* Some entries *
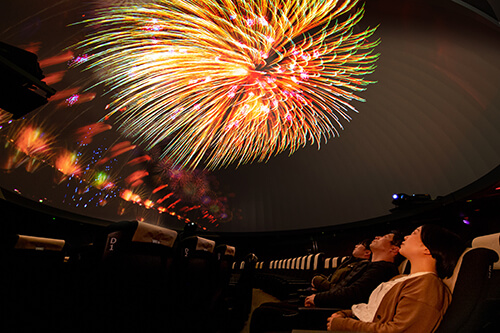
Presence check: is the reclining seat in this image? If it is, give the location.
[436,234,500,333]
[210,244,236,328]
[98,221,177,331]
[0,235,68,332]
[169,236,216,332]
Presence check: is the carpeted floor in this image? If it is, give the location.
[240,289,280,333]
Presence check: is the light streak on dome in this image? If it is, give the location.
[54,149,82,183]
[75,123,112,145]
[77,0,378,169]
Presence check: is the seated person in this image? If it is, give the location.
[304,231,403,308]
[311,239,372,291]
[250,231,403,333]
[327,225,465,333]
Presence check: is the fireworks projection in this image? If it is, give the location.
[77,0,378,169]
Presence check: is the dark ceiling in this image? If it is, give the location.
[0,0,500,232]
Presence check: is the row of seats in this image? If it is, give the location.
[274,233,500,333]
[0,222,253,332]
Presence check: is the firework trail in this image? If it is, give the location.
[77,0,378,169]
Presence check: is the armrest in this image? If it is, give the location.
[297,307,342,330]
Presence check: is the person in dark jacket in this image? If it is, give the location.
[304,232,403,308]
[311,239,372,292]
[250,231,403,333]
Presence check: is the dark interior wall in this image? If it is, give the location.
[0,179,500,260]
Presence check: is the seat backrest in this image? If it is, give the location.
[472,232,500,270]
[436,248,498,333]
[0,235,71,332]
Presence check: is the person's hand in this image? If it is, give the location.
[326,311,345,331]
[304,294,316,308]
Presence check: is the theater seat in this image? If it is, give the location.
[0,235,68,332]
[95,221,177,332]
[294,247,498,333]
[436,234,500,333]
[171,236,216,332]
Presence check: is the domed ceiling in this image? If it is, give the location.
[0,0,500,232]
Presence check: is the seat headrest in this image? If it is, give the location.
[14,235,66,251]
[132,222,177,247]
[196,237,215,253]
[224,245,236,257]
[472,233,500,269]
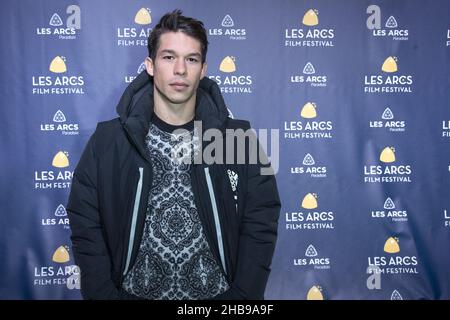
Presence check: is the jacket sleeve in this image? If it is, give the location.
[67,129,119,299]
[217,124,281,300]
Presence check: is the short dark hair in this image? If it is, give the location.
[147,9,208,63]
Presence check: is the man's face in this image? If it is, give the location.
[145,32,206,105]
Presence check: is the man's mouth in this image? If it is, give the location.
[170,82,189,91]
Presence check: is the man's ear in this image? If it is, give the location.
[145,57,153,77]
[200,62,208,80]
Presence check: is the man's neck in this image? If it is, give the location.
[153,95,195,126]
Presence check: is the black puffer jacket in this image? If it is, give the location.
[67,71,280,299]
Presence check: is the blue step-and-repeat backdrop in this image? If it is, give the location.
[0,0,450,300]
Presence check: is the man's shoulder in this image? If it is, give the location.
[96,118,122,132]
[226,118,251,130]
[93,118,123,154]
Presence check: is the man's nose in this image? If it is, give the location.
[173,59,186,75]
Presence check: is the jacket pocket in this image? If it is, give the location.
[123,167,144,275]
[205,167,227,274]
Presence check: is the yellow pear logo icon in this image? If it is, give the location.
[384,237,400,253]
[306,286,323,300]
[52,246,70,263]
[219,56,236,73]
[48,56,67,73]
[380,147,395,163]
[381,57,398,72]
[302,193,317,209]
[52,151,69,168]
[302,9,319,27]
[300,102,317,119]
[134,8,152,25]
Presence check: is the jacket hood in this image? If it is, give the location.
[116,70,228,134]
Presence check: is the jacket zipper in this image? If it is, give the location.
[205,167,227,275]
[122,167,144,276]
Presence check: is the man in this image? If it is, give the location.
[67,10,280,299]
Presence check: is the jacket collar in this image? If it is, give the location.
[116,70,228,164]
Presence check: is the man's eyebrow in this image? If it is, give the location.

* TASK *
Copy every one of the entries above word for word, omitting the pictures.

* EXPECTED ANSWER *
Presence check: is the reclining seat in this image? If it is, give the location.
[436,234,500,333]
[210,244,236,328]
[98,221,177,331]
[0,235,68,332]
[169,236,216,332]
Presence check: is the carpeted floor in this image? If it is, give the location.
[240,289,280,333]
Presence check: is the light streak on dome in this image? If it is, give the location.
[54,149,82,183]
[75,123,112,145]
[77,0,378,169]
Presence check: is the seated person in this image? If it is, give the location.
[304,231,403,308]
[311,239,372,291]
[250,231,403,333]
[327,225,465,333]
Presence check: is the fireworks projection in this image? If it is, give the location.
[77,0,378,169]
Presence check: is the dark ceiling in this image? If it is, give the location.
[0,0,500,232]
Presence check: is the row of seats in this image? If it is, give the location.
[274,233,500,333]
[0,222,253,332]
Presence check: is the firework trail in this image? If it is, give the location.
[77,0,378,169]
Presence check: is the armrest in this image? If it is, give the location.
[297,307,342,330]
Presence check: is the person in dark jacket in this image? If it is, give the location.
[304,232,403,308]
[311,239,372,292]
[250,231,403,333]
Presence check: is the dark interior wall in this image? If it is, give the location.
[0,179,500,260]
Presence check: is the seat backrest in this image? If it is, give the location.
[472,232,500,270]
[436,248,498,333]
[0,235,71,332]
Presence check: is the person's hand in this image? If it is, give the location.
[326,311,345,331]
[304,294,316,308]
Presence check: is the theater seat in this image? If it is, give the location.
[0,235,68,332]
[95,221,177,332]
[294,247,498,333]
[436,234,500,333]
[171,236,216,332]
Presence check: is the domed ceiling in this image? If it is, give the location.
[0,0,500,232]
Presence check: is the seat headrest in this image? If it is, give the location.
[14,235,66,251]
[132,222,177,247]
[196,237,215,253]
[224,245,236,257]
[472,233,500,269]
Presence check: is the jacket sleeve in this image? If it is, give the location.
[67,129,119,299]
[217,124,281,300]
Presence check: is the short dark hair in this image? If it is, give the location.
[147,9,208,63]
Presence check: is the man's face in this image? If it is, give the location.
[145,32,206,105]
Presence check: is the man's mouth in this image? If it is, give the location.
[170,82,189,91]
Presence check: is the man's ear in this image? If it is, give the location.
[145,57,153,77]
[200,62,208,80]
Presence check: is the man's neck in this image? If it is, give the location.
[153,95,195,126]
Presence check: is the black puffer jacket in this image? If it is, give the location.
[67,71,280,299]
Presence check: is the blue step-and-repeat backdrop in this image? If it is, give the location.
[0,0,450,300]
Presence check: is the man's shoulder in this image? If it is, give the location.
[96,118,122,132]
[226,118,251,130]
[93,118,123,154]
Presence check: is the man's nose in this image? If it is, give the location.
[173,59,186,75]
Presence check: is the jacket pocket in this image? If it is, give the location.
[123,167,144,275]
[205,167,227,274]
Presence check: is the yellow pear logo icon in this image? If it is, give the location.
[384,237,400,253]
[306,286,323,300]
[52,246,70,263]
[219,56,236,73]
[48,56,67,73]
[380,147,395,163]
[381,57,398,72]
[302,193,317,209]
[52,151,69,168]
[302,9,319,27]
[300,102,317,119]
[134,8,152,25]
Presence check: is the jacket hood in this image? If it is, give the location.
[116,70,228,134]
Presence check: is the jacket zipper in this image? If it is, give the location.
[205,167,227,275]
[122,167,144,276]
Presence check: is the man in this image? If it is, give the location.
[67,10,280,299]
Presence check: is the jacket collar in this image? If it is, give the location.
[116,70,228,164]
Presence check: is the man's eyebrow in this image? If it is, give the location.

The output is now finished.